## SET EXERCISE
Each line of the material below should be reproduced exactly.

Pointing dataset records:
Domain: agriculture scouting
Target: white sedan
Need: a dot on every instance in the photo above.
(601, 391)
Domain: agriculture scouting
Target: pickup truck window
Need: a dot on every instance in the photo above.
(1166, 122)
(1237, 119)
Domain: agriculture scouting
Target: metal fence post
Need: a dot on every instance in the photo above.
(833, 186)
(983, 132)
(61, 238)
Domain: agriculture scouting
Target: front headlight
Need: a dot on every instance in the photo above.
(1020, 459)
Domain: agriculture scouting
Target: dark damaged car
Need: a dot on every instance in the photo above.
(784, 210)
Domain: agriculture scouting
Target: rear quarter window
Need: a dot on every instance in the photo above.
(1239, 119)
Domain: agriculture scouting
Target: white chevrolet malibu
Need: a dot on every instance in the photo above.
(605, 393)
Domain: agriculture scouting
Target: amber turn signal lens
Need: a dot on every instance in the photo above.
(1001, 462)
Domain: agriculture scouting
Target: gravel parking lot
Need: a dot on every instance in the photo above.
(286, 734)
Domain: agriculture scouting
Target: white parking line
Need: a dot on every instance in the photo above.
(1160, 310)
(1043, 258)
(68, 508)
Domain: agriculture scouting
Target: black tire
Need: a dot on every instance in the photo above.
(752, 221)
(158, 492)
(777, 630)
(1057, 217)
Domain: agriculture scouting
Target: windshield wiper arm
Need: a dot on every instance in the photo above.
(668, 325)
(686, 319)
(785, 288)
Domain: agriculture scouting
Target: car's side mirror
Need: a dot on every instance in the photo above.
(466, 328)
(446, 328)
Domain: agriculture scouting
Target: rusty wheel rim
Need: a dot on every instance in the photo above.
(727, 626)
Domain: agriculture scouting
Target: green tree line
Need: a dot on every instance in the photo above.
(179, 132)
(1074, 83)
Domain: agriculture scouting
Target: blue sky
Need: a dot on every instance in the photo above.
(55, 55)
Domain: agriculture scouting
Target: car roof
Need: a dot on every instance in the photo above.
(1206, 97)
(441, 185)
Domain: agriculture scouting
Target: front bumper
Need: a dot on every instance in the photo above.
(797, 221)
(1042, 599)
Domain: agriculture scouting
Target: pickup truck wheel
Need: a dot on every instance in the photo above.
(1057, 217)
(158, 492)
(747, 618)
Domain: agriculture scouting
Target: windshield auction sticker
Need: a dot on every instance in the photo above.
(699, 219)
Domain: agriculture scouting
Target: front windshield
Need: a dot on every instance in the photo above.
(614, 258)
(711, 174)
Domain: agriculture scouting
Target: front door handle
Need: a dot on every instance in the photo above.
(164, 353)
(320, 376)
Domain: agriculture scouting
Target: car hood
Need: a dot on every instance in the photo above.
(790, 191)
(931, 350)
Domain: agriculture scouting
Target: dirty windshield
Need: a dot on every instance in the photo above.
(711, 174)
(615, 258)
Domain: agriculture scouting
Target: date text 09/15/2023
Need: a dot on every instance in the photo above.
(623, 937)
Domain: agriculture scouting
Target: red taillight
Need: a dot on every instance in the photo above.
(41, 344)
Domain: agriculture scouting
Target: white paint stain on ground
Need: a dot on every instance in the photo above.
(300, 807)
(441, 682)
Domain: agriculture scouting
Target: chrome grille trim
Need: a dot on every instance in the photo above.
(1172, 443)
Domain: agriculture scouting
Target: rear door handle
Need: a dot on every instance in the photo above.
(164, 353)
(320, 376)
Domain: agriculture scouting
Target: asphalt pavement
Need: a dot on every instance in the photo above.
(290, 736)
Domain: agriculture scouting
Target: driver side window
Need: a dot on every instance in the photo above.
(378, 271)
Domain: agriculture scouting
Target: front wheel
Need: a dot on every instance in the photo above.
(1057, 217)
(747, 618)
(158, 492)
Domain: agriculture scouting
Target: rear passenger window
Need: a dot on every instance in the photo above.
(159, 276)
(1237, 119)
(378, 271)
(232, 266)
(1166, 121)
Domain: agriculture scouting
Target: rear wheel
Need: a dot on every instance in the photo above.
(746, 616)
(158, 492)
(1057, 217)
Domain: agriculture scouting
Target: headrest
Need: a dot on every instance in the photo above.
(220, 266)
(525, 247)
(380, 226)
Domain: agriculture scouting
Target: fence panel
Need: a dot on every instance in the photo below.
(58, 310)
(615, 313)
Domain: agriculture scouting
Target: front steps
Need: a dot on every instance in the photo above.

## RESPONSE TO THE EXERCISE
Domain: agriculture scouting
Target: white sedan
Need: a dot on every instance in the photo above.
(601, 391)
Domain: agriculture scouting
Target: pickup truck window
Need: a dot on every instance in the photo above.
(1166, 122)
(1237, 119)
Domain: agriculture scouting
Target: metal fence post
Need: a dot on every instance in the photo above.
(833, 186)
(983, 132)
(61, 238)
Domain: agriculture scouting
Target: front headlight
Need: a dot on every instance in the photo above.
(1020, 459)
Domain: agriculture scouting
Target: dark damaged car
Need: a dot on every instance in the photo above.
(784, 210)
Domain: agriculture scouting
Target: rear quarter window
Need: a dot on every instance in the photo above.
(1239, 119)
Domain: agriculture scouting
Target: white chevrolet malibu
Need: a dot on every instance in the photo above.
(605, 393)
Domain: agriculture scouting
Target: amber turn signal lens
Need: a dot on every instance in the photo above.
(1001, 462)
Domain: agriculture scouting
Target: gravel parking lot
Need: a dot on every instance in the photo above.
(286, 734)
Domain: agriculture scouting
Target: white parking line
Need: a dot on every instance in the photo above.
(1160, 310)
(1043, 258)
(68, 508)
Domain: agriculture scouting
Target: black tire
Need: a dot on every instance in the photo above.
(752, 221)
(158, 492)
(777, 630)
(1057, 217)
Domain: agriculture scouting
Target: windshield wiper arm
Need: a dot on every instance in the photo above.
(668, 325)
(686, 319)
(785, 288)
Domain: agriculture scouting
Target: car's side mirror
Need: a dot on every instance in the photo above.
(466, 328)
(446, 328)
Domain: agriculture scouting
Target: rusty wheel rim
Need: a dot on every instance in the photo above.
(727, 626)
Domain: agriculture scouting
Target: green tree line
Need: a dot on every instance in the photo above.
(179, 132)
(1074, 83)
Domain: agriculture scouting
Target: blue sky
Need: a dot on every instance in the photo above.
(55, 55)
Domain: agriculture scouting
Target: car roof
Need: a dot on every instance in the photo above.
(1206, 97)
(441, 185)
Domain: agriculture scouting
Target: front bumper
Need: a dot on every instance in the photo above.
(797, 221)
(1042, 599)
Domain: agriculture scouting
Target: pickup truck wheel
Need: a dot on every instance in the photo above.
(1057, 217)
(158, 492)
(747, 618)
Domain: agriculture scouting
Target: windshield auction sticker
Need: a dot on every instance in the photo above.
(699, 219)
Domain: agriculture scouting
Target: front windshield
Need: a dot on every instance in the photo above.
(614, 258)
(711, 174)
Domain: agriculture scouting
Target: front door handle
Need: a dot on every instance in the photo above.
(164, 353)
(320, 376)
Domain: agriculture scouting
Target: car hood
Need: a dot on every instance in the photo above.
(790, 191)
(931, 350)
Domain: agriculture scouting
Target: dirty windshield
Need: a dot on every instance in the photo above.
(711, 174)
(615, 258)
Domain: agriculture scouting
Target: date text 09/15/2023
Need: a dot on every instance in the photo above.
(623, 937)
Domain: agriculture scouting
Target: red taillight
Need: a dot on every instance in the photo above.
(41, 344)
Domain: agriculture scouting
Target: white paint stain on ground
Need: a dot on every instance in the photo above.
(300, 807)
(441, 682)
Domain: agriculture scouting
Target: chrome grille trim
Need: a dot on every instance in the photo above.
(1172, 443)
Domain: agriculture scouting
Target: rear door handle
Need: a dot on every instance in the photo above.
(164, 353)
(320, 376)
Domain: agriculture scouting
Target: asphalt pavement
Need: a dot on every instance in the photo above.
(290, 736)
Domain: agriculture scouting
Target: driver side window
Need: a dot on every instance in the photo above.
(378, 271)
Domain: agriculture scouting
Target: front wheel
Need: a dot on every instance in the photo above.
(1057, 217)
(747, 618)
(158, 492)
Domain: agriculture scouting
Target: rear passenger window
Need: a dot on every instance in the photo above.
(159, 276)
(1237, 119)
(378, 271)
(232, 266)
(1166, 121)
Domain: agriculture scouting
Target: rear wheel
Need: a dot on every instance in the photo above.
(746, 616)
(158, 492)
(1057, 217)
Domain: agriculture scouting
Target: headrest
Need: a dot on every instance in the photo above.
(220, 266)
(525, 247)
(380, 226)
Domain: agriculture scouting
Target: fence panel
Need: a dot on every instance in the photo below.
(58, 310)
(615, 313)
Domain: agriculture scouting
Target: front steps
Need: a dot on every instance in the photo above.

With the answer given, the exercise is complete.